*GIVEN PROBLEM*
Please edit the records between the lines holding "the white cap." and "112), (33, 65)]", inclusive, replacing "innermost point" with "deepest interior point" and changing nothing else. Return only those lines.

## Start EXERCISE MATERIAL

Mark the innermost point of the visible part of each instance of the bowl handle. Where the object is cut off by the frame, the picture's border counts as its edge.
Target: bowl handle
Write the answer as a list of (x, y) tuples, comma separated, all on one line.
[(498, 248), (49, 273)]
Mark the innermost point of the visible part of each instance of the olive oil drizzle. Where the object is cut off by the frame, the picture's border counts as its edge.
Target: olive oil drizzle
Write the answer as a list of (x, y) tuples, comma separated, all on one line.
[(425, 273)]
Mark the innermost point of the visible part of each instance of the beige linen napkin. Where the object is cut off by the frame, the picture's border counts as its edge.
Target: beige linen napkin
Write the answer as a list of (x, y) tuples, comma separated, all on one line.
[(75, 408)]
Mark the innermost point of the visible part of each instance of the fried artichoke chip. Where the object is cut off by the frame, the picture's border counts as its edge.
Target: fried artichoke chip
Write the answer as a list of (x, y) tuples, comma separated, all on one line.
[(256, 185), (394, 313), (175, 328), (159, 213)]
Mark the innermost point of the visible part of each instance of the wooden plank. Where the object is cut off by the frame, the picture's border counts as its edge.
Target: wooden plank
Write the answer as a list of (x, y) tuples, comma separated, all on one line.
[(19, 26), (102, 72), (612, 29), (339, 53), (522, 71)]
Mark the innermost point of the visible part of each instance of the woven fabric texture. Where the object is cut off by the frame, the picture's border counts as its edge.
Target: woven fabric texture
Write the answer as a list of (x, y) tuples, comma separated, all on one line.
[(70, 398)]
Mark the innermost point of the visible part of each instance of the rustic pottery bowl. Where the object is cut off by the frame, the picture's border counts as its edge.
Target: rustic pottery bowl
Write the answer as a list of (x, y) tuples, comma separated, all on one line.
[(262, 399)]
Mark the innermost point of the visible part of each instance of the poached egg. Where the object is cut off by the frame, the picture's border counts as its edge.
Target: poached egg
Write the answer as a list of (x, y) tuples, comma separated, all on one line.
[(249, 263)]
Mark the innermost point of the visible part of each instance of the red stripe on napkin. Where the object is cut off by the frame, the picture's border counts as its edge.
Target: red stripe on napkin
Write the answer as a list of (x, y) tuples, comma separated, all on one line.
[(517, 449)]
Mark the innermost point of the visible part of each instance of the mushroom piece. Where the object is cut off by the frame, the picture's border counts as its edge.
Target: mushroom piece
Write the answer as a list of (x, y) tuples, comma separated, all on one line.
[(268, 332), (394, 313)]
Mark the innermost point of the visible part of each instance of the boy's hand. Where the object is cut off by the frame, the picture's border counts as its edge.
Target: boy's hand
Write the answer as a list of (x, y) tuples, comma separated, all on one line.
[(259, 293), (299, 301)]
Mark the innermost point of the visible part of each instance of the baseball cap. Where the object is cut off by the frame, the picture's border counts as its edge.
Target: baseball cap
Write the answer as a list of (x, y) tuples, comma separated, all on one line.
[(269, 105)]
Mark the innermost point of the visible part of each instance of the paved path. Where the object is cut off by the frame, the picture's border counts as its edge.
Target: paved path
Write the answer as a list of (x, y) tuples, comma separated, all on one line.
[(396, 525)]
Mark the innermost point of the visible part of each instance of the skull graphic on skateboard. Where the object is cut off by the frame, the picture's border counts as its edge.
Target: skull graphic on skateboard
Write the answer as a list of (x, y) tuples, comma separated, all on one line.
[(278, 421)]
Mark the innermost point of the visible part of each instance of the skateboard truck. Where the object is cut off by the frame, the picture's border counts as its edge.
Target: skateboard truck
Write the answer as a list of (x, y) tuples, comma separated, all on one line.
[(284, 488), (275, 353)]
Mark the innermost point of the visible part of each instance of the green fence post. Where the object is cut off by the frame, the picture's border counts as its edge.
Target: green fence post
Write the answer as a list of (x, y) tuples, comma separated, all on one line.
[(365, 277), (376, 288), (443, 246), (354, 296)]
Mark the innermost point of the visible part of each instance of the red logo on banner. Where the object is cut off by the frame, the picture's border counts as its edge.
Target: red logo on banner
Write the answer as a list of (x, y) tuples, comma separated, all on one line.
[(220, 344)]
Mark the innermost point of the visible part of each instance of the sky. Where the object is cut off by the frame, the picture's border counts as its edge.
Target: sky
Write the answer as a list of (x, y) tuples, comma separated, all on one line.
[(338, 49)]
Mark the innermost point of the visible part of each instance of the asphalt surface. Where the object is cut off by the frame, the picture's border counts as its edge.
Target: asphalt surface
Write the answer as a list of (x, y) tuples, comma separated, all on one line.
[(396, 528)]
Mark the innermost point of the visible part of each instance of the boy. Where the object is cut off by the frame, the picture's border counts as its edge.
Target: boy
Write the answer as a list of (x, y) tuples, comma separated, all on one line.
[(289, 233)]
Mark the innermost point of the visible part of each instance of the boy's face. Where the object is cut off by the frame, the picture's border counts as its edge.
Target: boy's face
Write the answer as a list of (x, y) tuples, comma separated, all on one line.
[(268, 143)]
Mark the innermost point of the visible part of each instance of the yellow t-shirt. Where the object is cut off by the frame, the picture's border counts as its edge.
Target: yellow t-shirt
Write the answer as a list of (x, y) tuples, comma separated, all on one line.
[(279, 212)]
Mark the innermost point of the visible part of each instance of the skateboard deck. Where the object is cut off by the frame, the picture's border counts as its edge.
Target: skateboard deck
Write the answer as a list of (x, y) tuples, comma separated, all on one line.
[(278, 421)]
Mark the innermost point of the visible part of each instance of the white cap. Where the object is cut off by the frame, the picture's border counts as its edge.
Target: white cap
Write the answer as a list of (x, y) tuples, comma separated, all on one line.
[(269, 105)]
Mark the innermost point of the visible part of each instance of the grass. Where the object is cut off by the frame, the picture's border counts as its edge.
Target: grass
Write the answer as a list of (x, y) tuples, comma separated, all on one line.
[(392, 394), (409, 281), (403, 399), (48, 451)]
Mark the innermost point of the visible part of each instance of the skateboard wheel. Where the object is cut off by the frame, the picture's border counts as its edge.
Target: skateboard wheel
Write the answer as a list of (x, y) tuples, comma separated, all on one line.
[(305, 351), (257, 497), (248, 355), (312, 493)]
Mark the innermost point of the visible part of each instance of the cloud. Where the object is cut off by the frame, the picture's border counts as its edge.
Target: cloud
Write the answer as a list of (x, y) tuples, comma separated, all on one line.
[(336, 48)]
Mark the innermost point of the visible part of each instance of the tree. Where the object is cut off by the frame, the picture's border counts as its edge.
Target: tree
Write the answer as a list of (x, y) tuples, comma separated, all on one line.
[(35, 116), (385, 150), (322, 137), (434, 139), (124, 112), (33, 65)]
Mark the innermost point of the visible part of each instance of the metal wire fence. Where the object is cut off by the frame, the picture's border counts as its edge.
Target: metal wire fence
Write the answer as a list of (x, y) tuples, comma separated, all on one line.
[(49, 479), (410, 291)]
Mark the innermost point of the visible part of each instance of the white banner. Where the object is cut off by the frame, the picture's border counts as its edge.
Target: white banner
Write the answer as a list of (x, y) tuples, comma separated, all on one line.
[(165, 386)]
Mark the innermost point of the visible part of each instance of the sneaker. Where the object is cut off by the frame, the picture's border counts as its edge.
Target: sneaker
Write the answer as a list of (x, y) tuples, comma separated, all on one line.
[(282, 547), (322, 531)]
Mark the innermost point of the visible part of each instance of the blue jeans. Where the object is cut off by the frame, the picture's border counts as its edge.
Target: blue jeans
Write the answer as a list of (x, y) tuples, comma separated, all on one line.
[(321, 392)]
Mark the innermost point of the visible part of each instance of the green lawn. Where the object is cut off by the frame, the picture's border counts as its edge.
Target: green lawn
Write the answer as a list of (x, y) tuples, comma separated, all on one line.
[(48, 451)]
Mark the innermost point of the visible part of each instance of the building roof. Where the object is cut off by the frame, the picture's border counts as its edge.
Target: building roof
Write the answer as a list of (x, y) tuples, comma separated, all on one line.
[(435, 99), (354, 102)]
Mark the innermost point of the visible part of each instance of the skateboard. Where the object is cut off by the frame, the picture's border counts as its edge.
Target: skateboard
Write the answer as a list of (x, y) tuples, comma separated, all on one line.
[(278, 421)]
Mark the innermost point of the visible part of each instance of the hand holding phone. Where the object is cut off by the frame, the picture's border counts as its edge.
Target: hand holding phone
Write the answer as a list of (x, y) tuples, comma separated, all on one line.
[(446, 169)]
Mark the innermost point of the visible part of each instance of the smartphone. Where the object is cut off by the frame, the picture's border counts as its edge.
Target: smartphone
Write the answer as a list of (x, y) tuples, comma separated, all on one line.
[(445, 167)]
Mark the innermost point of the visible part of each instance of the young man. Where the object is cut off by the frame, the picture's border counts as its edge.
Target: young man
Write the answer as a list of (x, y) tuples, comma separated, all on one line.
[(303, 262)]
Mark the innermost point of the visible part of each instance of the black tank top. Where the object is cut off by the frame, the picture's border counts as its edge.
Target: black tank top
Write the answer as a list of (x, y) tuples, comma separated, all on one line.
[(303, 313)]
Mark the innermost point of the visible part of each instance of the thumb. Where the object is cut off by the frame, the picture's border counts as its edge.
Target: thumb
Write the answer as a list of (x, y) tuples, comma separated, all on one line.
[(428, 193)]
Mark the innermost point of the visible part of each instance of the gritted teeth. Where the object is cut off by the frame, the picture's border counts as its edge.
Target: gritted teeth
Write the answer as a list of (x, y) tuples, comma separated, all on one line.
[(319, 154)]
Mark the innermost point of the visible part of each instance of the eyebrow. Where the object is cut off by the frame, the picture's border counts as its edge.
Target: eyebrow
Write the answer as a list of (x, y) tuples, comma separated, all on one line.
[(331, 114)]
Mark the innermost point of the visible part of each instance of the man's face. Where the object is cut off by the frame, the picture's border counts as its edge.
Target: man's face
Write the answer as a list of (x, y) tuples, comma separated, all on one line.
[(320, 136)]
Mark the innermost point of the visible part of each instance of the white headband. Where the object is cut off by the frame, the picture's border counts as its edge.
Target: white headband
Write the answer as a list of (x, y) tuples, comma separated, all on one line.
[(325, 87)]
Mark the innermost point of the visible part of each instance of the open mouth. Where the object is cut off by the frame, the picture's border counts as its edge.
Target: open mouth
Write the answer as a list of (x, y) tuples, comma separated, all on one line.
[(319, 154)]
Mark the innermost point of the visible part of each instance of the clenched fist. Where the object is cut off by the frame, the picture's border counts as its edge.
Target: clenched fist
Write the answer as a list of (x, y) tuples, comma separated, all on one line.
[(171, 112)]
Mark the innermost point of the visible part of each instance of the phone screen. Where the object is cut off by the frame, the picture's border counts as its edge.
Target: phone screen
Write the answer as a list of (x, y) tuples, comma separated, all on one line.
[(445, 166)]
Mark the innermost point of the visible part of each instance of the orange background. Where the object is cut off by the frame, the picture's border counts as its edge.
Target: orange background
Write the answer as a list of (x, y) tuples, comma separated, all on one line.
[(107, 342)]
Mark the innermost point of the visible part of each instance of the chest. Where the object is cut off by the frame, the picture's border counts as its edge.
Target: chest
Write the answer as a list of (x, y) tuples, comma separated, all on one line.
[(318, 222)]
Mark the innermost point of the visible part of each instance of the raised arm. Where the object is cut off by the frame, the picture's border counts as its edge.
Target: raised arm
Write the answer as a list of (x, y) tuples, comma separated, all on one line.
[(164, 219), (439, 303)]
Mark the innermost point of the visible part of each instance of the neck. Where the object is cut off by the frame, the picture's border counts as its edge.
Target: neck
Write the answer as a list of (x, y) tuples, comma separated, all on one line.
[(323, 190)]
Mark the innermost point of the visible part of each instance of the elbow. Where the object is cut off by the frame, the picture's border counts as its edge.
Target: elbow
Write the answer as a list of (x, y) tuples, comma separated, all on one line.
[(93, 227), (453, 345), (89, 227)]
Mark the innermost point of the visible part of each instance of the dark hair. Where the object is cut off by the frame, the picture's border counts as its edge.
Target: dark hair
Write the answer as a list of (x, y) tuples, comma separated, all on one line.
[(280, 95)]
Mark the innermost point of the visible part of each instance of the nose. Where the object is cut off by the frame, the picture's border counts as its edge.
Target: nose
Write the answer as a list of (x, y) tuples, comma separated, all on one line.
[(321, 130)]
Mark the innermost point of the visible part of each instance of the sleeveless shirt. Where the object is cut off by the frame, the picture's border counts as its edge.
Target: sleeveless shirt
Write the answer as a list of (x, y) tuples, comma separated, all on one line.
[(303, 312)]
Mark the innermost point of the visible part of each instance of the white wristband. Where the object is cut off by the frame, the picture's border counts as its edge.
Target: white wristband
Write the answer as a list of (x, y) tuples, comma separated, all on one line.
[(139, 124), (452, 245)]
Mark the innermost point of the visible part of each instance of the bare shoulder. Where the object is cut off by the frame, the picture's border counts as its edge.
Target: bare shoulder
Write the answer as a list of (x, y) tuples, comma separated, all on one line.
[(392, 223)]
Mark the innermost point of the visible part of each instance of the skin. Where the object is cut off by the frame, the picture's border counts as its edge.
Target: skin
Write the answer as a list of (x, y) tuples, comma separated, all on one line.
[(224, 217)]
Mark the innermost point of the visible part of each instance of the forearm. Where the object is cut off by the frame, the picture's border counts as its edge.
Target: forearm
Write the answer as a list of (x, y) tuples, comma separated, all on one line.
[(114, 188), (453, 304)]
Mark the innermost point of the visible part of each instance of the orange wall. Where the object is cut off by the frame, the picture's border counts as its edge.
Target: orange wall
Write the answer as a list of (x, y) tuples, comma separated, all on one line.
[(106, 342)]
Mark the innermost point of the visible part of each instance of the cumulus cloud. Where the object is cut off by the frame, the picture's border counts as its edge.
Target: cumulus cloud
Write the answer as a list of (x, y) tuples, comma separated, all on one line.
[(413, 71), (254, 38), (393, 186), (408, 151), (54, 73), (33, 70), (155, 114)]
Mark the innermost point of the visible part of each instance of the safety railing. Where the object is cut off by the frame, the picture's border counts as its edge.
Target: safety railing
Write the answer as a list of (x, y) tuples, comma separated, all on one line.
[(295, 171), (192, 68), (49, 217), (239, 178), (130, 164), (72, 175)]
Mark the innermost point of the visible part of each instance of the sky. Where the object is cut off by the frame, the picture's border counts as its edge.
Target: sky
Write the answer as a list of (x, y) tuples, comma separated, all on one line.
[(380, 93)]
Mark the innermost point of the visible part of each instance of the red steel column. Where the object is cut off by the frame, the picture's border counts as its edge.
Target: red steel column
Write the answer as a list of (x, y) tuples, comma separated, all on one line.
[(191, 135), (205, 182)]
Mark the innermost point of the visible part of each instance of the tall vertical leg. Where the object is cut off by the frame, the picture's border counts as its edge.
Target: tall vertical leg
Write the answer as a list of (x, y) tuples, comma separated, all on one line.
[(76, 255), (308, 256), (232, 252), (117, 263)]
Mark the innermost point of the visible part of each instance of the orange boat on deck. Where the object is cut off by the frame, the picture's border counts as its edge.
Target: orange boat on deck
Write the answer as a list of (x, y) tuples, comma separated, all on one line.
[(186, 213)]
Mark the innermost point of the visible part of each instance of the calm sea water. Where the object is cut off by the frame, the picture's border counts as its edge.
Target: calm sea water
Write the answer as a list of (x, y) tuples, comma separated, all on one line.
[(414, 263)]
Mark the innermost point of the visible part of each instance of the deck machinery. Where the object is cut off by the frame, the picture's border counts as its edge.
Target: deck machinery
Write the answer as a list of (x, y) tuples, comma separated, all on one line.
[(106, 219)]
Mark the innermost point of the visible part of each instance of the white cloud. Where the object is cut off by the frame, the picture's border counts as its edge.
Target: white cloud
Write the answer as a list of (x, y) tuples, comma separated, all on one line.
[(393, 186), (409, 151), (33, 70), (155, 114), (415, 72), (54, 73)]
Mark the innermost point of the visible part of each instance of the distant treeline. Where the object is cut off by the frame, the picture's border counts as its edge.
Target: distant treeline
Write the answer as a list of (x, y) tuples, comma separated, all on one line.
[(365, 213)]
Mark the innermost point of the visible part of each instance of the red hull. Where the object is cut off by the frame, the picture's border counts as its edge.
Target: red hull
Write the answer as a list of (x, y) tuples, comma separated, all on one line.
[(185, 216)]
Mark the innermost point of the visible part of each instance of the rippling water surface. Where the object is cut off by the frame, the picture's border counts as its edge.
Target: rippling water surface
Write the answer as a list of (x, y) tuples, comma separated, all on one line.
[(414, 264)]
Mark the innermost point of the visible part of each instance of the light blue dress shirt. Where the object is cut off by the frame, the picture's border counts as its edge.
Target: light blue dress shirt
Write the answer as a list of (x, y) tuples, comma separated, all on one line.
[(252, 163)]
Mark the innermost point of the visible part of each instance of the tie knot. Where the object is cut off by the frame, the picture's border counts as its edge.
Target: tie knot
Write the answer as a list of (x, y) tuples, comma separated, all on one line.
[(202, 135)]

## End EXERCISE MATERIAL

*FINAL RESULT*
Mark the deepest interior point of the visible part of each instance of the white cap. Where the object is cut off by the frame, the picture's border counts as its edge.
Target: white cap
Write the answer as a list of (x, y) tuples, comma separated, all on one line.
[(269, 105)]
Mark the deepest interior point of the visible part of each instance of the grass. Where the object is cut off by the frame, the picture's border counts as its edge.
Target: grass
Write the answer as a list of (x, y) tuples, comma separated, all on one line.
[(392, 394), (409, 281), (403, 399), (48, 451)]
Mark the deepest interior point of the visible part of each instance of the skateboard wheel. Where the object is cut off by the frame, the picture's border counts as its edge.
Target: skateboard wheel
Write the answer as a list of (x, y) tuples, comma separated, all on one line.
[(305, 351), (257, 497), (248, 355), (312, 493)]
Mark the deepest interior point of the visible part of each instance of the cloud. Where the object is cut off by the frame, the picture's border counts as its edge.
Target: cloud
Write the answer as a list of (x, y) tuples, comma separated, all on one line.
[(336, 48)]
Mark the deepest interior point of the visible part of each instance of the tree. Where the object is cut off by the frame, the picture's border counts as its edge.
Target: tree
Write the answer as a list of (x, y) tuples, comma separated, all on one line.
[(35, 116), (385, 150), (322, 137), (434, 139), (124, 112), (33, 65)]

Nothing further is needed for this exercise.